- _WHAT YOU WILL DO_
Reproduce the forum thread on low-dose aspirin in pregnancy below in full, word for word.

- _STUDY TEXT_
-*-

# Low dose aspirin in pregnancy (re pre-eclampsia)



## Ellie.st (Mar 11, 2005)

Dear Maz

Would appreciate your advice (once again!).

I am 17 weeks pregnant at the moment and on consultant's prescription have been taking 75mg aspirin each day since 12 weeks in hope of reducing the chances of pre-eclampsia developing.  (I developed it in my first pregnancy leading to premature delivery of DD).

I got a new pack of aspirin today (from different manufacturer) which says (unlike last pack) that it should not be taken in later stages of pregnancy. What would count as "later stages" (third trimester?) and should I be asking consultant about stopping taking it when I get to that stage?  I guess it's a question of weighing up risks re possible effects of aspirin on baby agaiinst risks of pre-eclampsia but from what I have read, the jury still seems to be out on effectiveness of aspirin re pre-eclampsia so it would be useful to know if there are significant risks to the baby from aspirin.

Thanks in advance for any light you can shed.  

Ellie


----------



## mazv (Jul 31, 2006)

Hi Ellie,

The increased risks with aspirin (and all NSAIDs) is in third tri after 28 weeks but this is in assosciation with doses used for pain relief (300mg plus) Low dose 75mg can be used throughout pregnancy if clinically indicated. As you say it is a case of weighing up risk v benefit. Given your history then it is appropriate and will be fine to continue. Like you say evidence for use in preventing pre-eclampsia isn't overwhelming but it is a recognised treatment so worth trying at least.

Hope this helps 
Maz x


----------



## Ellie.st (Mar 11, 2005)

Thanks, Maz.  Much appreciated.

Thanks again.

Ellie


----------

-*-

- _PROVIDED DATA_
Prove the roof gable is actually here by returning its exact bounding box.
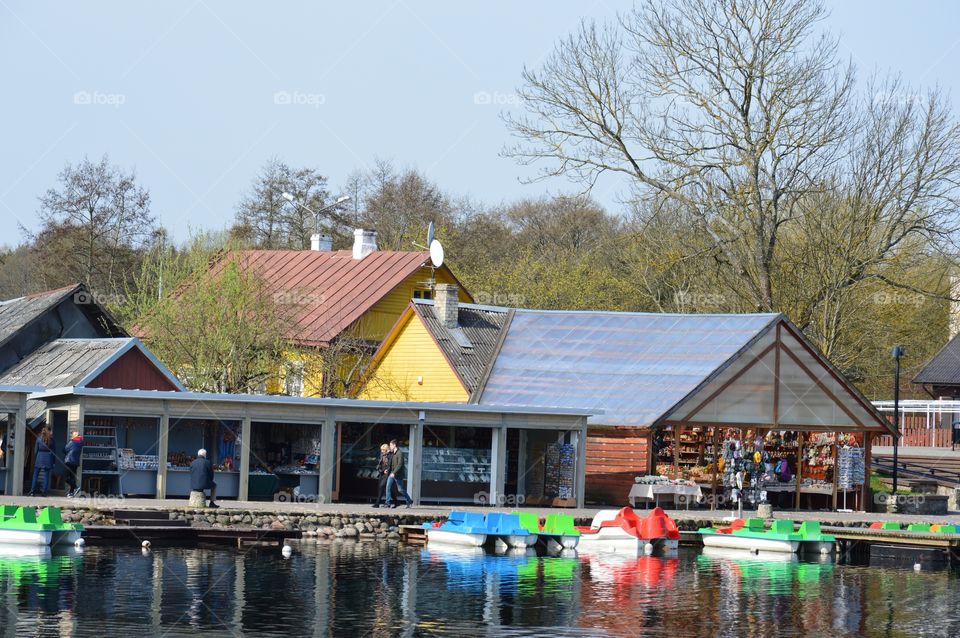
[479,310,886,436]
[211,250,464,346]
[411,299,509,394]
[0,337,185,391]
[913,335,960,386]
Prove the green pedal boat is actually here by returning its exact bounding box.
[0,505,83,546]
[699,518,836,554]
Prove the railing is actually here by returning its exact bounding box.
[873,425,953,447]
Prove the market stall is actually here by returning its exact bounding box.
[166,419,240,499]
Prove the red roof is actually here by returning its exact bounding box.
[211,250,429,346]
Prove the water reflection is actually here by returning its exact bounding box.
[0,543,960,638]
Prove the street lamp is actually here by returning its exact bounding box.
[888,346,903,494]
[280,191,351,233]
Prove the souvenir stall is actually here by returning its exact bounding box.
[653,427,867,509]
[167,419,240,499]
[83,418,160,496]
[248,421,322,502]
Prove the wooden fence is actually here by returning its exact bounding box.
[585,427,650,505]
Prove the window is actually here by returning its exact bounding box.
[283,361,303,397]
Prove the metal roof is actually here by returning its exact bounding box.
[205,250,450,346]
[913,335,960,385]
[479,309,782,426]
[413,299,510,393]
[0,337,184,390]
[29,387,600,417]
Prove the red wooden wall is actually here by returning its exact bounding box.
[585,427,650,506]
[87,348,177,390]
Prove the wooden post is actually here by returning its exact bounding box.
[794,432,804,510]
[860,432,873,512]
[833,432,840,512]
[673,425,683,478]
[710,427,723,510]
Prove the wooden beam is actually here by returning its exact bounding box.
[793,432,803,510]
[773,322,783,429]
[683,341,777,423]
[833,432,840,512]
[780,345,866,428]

-*-

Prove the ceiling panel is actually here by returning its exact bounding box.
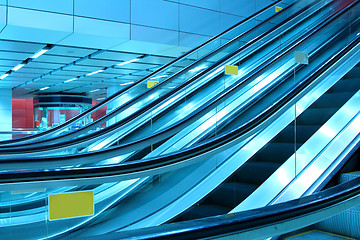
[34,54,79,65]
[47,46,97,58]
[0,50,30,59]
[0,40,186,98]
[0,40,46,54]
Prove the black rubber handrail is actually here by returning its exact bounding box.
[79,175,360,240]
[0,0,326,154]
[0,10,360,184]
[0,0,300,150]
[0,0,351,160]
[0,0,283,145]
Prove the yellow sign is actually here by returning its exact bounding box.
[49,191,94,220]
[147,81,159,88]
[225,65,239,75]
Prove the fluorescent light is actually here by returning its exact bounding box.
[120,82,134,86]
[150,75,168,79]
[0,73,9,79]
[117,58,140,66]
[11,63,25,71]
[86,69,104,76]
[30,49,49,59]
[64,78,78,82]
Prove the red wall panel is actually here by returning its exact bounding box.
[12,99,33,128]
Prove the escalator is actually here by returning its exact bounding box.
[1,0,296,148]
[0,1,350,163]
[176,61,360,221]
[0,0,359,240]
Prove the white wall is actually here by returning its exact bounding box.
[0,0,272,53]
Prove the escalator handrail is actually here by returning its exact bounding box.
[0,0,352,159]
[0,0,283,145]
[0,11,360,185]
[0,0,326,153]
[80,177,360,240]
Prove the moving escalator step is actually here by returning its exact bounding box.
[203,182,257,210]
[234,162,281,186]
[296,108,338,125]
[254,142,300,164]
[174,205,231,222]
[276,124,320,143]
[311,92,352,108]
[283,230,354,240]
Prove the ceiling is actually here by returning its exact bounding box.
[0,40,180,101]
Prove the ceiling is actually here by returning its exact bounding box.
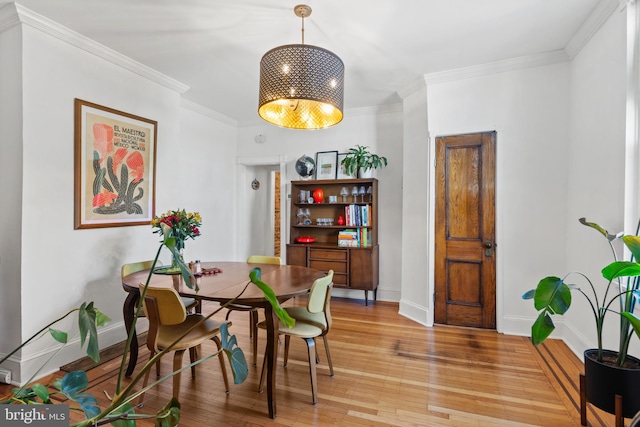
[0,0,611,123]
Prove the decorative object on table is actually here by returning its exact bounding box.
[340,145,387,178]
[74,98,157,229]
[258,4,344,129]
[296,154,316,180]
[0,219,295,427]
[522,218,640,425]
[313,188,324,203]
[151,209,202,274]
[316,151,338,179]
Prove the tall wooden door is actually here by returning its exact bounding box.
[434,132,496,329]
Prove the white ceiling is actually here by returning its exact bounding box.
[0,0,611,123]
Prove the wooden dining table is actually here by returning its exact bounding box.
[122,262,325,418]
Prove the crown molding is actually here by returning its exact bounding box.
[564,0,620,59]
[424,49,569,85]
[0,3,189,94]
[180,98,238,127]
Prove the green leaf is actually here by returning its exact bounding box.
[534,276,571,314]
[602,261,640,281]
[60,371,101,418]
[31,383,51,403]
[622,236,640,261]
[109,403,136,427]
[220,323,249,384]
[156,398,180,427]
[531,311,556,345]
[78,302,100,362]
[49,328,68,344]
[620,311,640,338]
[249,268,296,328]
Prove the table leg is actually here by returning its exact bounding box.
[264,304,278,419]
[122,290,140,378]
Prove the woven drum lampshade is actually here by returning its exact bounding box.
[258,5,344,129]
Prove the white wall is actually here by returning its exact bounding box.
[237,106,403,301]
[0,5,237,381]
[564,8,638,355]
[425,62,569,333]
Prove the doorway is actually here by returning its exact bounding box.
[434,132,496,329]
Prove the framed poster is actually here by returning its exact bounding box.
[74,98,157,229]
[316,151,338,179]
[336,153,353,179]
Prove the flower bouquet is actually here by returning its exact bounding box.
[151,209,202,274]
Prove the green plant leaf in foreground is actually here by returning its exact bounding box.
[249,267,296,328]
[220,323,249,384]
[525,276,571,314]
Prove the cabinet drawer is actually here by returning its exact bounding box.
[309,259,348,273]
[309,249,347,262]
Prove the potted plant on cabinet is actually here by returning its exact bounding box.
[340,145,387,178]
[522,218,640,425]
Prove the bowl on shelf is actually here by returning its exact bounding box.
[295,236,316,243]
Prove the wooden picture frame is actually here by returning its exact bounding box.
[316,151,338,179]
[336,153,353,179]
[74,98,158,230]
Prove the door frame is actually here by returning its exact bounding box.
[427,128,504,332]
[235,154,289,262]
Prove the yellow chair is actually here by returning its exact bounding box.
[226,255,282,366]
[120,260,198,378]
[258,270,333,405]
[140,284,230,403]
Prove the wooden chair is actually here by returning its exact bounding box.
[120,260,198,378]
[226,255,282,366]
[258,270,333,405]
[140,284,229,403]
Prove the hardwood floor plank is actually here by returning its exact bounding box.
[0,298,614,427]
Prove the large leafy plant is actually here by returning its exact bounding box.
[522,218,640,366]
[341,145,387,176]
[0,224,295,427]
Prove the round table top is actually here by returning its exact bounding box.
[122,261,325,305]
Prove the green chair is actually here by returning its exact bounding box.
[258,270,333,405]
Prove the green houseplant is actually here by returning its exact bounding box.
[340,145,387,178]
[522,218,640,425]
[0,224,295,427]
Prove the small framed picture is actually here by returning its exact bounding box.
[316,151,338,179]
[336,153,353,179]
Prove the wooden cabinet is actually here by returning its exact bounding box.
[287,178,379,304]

-*-

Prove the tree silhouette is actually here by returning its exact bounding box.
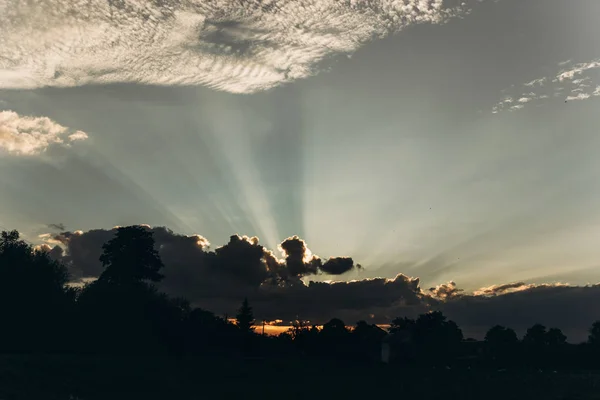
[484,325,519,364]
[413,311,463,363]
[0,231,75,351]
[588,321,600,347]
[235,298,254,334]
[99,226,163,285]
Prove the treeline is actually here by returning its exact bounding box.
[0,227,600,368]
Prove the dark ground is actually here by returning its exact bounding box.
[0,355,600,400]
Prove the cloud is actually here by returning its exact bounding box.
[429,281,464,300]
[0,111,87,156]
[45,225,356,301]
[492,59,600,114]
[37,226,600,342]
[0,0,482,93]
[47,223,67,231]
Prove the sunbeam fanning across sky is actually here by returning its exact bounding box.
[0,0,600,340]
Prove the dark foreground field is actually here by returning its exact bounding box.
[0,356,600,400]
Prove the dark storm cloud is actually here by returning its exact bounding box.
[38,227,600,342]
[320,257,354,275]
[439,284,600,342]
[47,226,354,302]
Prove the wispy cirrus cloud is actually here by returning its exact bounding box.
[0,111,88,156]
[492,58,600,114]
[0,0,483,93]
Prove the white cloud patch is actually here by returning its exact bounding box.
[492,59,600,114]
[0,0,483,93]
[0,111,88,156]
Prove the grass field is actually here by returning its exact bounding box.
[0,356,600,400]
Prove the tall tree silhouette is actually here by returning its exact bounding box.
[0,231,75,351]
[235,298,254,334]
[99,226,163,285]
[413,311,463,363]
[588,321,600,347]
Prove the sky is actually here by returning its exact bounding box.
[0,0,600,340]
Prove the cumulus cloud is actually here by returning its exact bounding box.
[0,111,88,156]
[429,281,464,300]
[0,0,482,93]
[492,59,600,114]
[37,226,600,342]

-*-

- _SOLUTION_
# Low dose aspirin in pregnancy (re pre-eclampsia)



## Ellie.st (Mar 11, 2005)

Dear Maz

Would appreciate your advice (once again!).

I am 17 weeks pregnant at the moment and on consultant's prescription have been taking 75mg aspirin each day since 12 weeks in hope of reducing the chances of pre-eclampsia developing.  (I developed it in my first pregnancy leading to premature delivery of DD).

I got a new pack of aspirin today (from different manufacturer) which says (unlike last pack) that it should not be taken in later stages of pregnancy. What would count as "later stages" (third trimester?) and should I be asking consultant about stopping taking it when I get to that stage?  I guess it's a question of weighing up risks re possible effects of aspirin on baby agaiinst risks of pre-eclampsia but from what I have read, the jury still seems to be out on effectiveness of aspirin re pre-eclampsia so it would be useful to know if there are significant risks to the baby from aspirin.

Thanks in advance for any light you can shed.  

Ellie


----------



## mazv (Jul 31, 2006)

Hi Ellie,

The increased risks with aspirin (and all NSAIDs) is in third tri after 28 weeks but this is in assosciation with doses used for pain relief (300mg plus) Low dose 75mg can be used throughout pregnancy if clinically indicated. As you say it is a case of weighing up risk v benefit. Given your history then it is appropriate and will be fine to continue. Like you say evidence for use in preventing pre-eclampsia isn't overwhelming but it is a recognised treatment so worth trying at least.

Hope this helps 
Maz x


----------



## Ellie.st (Mar 11, 2005)

Thanks, Maz.  Much appreciated.

Thanks again.

Ellie


----------